** GOAL OF THE EXERCISE **
Output the data below in full, character for character.

** EXCERPTED DATA **
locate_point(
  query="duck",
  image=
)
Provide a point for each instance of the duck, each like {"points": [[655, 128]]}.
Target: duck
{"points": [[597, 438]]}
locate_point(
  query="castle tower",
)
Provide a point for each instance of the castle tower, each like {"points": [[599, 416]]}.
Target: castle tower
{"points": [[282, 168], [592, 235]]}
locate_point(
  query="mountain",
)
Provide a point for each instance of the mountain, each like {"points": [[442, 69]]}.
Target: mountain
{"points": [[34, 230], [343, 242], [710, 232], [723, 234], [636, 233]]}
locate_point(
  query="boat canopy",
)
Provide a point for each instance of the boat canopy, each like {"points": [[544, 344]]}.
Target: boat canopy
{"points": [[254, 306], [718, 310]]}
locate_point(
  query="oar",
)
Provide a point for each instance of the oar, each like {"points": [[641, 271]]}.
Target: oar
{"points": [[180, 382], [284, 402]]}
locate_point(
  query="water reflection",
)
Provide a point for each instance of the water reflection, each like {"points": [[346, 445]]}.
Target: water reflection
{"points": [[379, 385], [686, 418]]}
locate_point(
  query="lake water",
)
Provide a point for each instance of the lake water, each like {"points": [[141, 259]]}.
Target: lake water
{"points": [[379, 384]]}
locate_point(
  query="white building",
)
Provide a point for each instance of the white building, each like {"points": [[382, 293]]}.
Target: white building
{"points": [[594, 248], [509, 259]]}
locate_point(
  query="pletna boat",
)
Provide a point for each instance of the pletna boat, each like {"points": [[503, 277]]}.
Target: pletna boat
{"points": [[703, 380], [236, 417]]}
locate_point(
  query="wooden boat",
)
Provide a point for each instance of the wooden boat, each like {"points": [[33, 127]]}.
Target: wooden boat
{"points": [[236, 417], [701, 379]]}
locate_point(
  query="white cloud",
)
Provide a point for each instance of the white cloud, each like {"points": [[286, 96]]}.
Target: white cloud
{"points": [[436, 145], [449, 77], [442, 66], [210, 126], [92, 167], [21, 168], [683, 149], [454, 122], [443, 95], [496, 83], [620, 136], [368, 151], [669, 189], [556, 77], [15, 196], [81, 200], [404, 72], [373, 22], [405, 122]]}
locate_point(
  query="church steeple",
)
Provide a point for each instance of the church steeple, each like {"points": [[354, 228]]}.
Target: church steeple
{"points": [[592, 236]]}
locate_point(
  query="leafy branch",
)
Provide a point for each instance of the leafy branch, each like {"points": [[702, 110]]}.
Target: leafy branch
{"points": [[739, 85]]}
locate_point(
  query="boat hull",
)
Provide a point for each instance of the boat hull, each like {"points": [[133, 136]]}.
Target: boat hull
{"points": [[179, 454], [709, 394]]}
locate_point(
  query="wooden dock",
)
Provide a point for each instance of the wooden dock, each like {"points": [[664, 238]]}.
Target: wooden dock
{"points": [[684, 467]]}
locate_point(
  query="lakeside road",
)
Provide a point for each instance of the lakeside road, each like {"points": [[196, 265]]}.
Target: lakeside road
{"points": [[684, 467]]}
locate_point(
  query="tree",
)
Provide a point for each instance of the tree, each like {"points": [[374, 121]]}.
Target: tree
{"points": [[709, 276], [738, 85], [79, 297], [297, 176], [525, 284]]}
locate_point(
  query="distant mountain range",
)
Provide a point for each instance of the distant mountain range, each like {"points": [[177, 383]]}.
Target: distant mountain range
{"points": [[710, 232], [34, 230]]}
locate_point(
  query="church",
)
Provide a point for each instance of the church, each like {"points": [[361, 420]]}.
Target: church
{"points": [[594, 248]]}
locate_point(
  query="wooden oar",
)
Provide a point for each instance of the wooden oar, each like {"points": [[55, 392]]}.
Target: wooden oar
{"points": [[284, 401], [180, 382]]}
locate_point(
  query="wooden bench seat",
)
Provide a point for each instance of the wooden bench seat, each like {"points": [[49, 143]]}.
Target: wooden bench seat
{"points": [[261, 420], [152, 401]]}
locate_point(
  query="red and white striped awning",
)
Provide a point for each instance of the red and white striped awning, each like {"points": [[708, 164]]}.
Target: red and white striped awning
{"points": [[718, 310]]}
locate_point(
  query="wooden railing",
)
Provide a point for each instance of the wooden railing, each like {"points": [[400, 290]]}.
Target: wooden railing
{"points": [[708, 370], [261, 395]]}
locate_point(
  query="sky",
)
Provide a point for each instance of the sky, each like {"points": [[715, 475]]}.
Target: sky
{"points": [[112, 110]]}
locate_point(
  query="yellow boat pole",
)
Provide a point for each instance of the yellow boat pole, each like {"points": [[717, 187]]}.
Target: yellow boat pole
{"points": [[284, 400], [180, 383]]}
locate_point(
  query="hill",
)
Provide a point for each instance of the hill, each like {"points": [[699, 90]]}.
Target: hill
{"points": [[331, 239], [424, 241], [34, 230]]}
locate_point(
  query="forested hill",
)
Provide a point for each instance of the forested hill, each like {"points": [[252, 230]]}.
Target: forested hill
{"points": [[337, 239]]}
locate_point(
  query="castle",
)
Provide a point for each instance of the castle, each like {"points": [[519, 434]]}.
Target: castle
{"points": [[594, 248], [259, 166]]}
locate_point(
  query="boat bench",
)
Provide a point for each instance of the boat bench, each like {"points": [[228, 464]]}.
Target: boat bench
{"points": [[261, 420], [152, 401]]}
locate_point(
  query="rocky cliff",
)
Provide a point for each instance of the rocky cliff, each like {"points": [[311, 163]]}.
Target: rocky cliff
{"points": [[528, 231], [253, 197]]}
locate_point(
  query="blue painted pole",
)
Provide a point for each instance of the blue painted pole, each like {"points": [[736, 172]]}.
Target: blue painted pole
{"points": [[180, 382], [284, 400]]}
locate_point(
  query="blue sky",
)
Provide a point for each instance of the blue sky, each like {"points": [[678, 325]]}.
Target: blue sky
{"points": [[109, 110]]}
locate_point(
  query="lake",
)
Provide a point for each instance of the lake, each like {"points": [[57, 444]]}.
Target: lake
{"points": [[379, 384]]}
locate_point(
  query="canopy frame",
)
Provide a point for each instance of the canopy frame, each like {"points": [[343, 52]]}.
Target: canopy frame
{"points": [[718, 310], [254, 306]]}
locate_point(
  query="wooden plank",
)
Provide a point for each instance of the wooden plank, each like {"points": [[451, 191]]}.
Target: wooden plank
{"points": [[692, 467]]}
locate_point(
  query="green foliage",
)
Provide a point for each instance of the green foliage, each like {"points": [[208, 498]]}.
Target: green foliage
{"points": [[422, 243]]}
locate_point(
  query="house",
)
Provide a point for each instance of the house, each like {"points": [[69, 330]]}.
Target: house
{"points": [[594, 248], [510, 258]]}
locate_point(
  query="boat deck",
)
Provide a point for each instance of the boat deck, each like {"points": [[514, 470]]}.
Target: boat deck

** EXERCISE RESULT **
locate_point(
  query="duck",
  image=
)
Provide a point for each instance of the duck, each like {"points": [[655, 128]]}.
Target: duck
{"points": [[597, 438]]}
locate_point(
  query="castle tower",
)
Provide a point for each instance of the castle tower, each like {"points": [[599, 416]]}.
Target: castle tower
{"points": [[282, 168], [592, 235]]}
locate_point(
  query="mountain",
)
Provide a point for each instance of the mountain, each like {"points": [[442, 69]]}.
Target: mountain
{"points": [[34, 230], [343, 242], [710, 232], [723, 234], [636, 233]]}
locate_point(
  query="boat canopy",
)
Provide a point for each instance of the boat canopy, each like {"points": [[544, 344]]}.
Target: boat canopy
{"points": [[254, 306], [718, 310]]}
locate_point(
  query="oar",
)
Provide a point for each instance of the oar, each like {"points": [[641, 271]]}.
Target: oar
{"points": [[180, 382], [284, 402]]}
locate_point(
  query="water reflection",
)
Provide a point for each instance of the water reflection, each like {"points": [[346, 445]]}.
Target: water reflection
{"points": [[379, 385], [686, 418]]}
locate_point(
  query="lake water",
)
Provide a point for each instance of the lake water, each like {"points": [[141, 259]]}.
Target: lake water
{"points": [[379, 384]]}
locate_point(
  query="white building",
)
Provide a point for each instance of the white building, each like {"points": [[382, 293]]}.
Target: white building
{"points": [[594, 248], [509, 259]]}
locate_point(
  query="pletna boat",
)
Provide a point for each instance of the pletna boat, each like {"points": [[503, 277]]}.
Target: pletna boat
{"points": [[703, 380], [236, 417]]}
locate_point(
  query="wooden boat",
)
Provide a point for each instance of the wooden boat, each like {"points": [[33, 127]]}.
Target: wooden boat
{"points": [[236, 417], [701, 379]]}
locate_point(
  query="white cloud",
)
Provide a point for each instance of the white cloud, each like {"points": [[286, 96]]}.
Target: white cloud
{"points": [[436, 145], [449, 77], [442, 66], [210, 126], [92, 167], [21, 168], [683, 149], [454, 122], [443, 95], [496, 83], [620, 136], [368, 151], [669, 189], [556, 77], [15, 196], [81, 200], [404, 72], [373, 22], [405, 122]]}
locate_point(
  query="church steeple",
)
Provide a point for each instance of the church steeple, each like {"points": [[354, 228]]}.
Target: church steeple
{"points": [[592, 236]]}
locate_point(
  query="leafy branch",
)
Provide a point for each instance of the leafy branch, each like {"points": [[702, 110]]}.
Target: leafy branch
{"points": [[739, 85]]}
locate_point(
  query="boat hull",
)
Provide a point for each instance of the boat hull, each like {"points": [[133, 136]]}.
Target: boat hull
{"points": [[179, 454], [709, 394]]}
locate_point(
  query="wooden dock",
)
Provide a point for each instance of the wooden dock, each like {"points": [[664, 238]]}.
Target: wooden dock
{"points": [[684, 467]]}
locate_point(
  query="lakeside road",
)
Provide a point for each instance of the lakeside road, each like {"points": [[196, 265]]}.
Target: lakeside road
{"points": [[684, 467]]}
locate_point(
  query="tree",
)
Provide a point for each instance of the tree, each like {"points": [[374, 121]]}.
Target: tree
{"points": [[709, 276], [738, 85], [79, 297], [297, 176], [525, 284]]}
locate_point(
  query="distant mountain range",
)
Provide a point for each instance of the distant mountain range, each like {"points": [[177, 383]]}.
Target: distant mountain range
{"points": [[710, 232], [34, 230]]}
locate_point(
  query="church",
)
Provide a point for each instance of the church, each like {"points": [[361, 420]]}.
Target: church
{"points": [[594, 248]]}
locate_point(
  query="wooden oar",
)
Provide a point for each instance of the wooden oar, each like {"points": [[55, 392]]}.
Target: wooden oar
{"points": [[284, 401], [180, 382]]}
locate_point(
  query="wooden bench seat",
)
Provide a point for each instance of the wooden bench seat, each like {"points": [[49, 143]]}.
Target: wooden bench seat
{"points": [[261, 420], [152, 401]]}
locate_point(
  query="red and white striped awning",
)
Provide a point for each instance of the red and white striped awning, each like {"points": [[708, 164]]}.
Target: red and white striped awning
{"points": [[718, 310]]}
locate_point(
  query="wooden railing",
)
Provide a point for each instance of the wooden railing, each like {"points": [[400, 290]]}.
Target: wooden railing
{"points": [[708, 370], [261, 395]]}
locate_point(
  query="sky",
)
Provide a point for each instance of the sky, each like {"points": [[715, 475]]}.
Target: sky
{"points": [[112, 110]]}
locate_point(
  query="yellow boat pole",
)
Provide a point for each instance of the yellow boat pole, each like {"points": [[717, 187]]}.
Target: yellow boat pole
{"points": [[284, 400], [180, 383]]}
locate_point(
  query="hill",
)
Provide a point for each instance of the hill, each like {"points": [[699, 90]]}.
Target: hill
{"points": [[331, 239], [424, 241], [34, 230]]}
locate_point(
  query="forested hill",
)
Provide a point for each instance of the forested hill, each like {"points": [[252, 230]]}.
Target: forested hill
{"points": [[337, 239]]}
locate_point(
  query="castle",
)
Provide a point for each instance of the castle, each like {"points": [[519, 434]]}.
Target: castle
{"points": [[594, 248], [259, 166]]}
locate_point(
  query="boat bench",
)
Provide a point for each instance of the boat bench, each like {"points": [[228, 464]]}.
Target: boat bench
{"points": [[261, 420], [152, 401]]}
locate_point(
  query="rocky cliff",
)
Provide a point for each instance of the rocky cliff, each like {"points": [[311, 163]]}.
Target: rocky cliff
{"points": [[528, 231], [253, 197]]}
locate_point(
  query="blue painted pole",
)
Provide a point for each instance of the blue painted pole, each like {"points": [[736, 172]]}.
Target: blue painted pole
{"points": [[180, 382], [284, 400]]}
locate_point(
  query="blue sky",
)
Provide a point for each instance of the blue sky, each like {"points": [[678, 325]]}.
Target: blue sky
{"points": [[109, 110]]}
locate_point(
  query="lake",
)
Provide a point for each instance of the lake, each like {"points": [[57, 444]]}.
Target: lake
{"points": [[379, 384]]}
locate_point(
  query="canopy frame",
)
Provide a point for each instance of the canopy frame, each like {"points": [[343, 52]]}.
Target: canopy frame
{"points": [[718, 310], [254, 306]]}
locate_point(
  query="wooden plank",
)
Provide a point for each instance of the wooden plank, each like {"points": [[451, 191]]}.
Target: wooden plank
{"points": [[692, 467]]}
locate_point(
  query="green foliage",
)
Provide a point for each instance of the green foliage, each like {"points": [[208, 498]]}.
Target: green foliage
{"points": [[422, 243]]}
locate_point(
  query="house",
)
Provide a point for each instance of the house, each like {"points": [[69, 330]]}.
Target: house
{"points": [[594, 248], [510, 258]]}
locate_point(
  query="boat deck",
)
Provide a point for each instance of the boat deck, each like {"points": [[514, 470]]}.
Target: boat deck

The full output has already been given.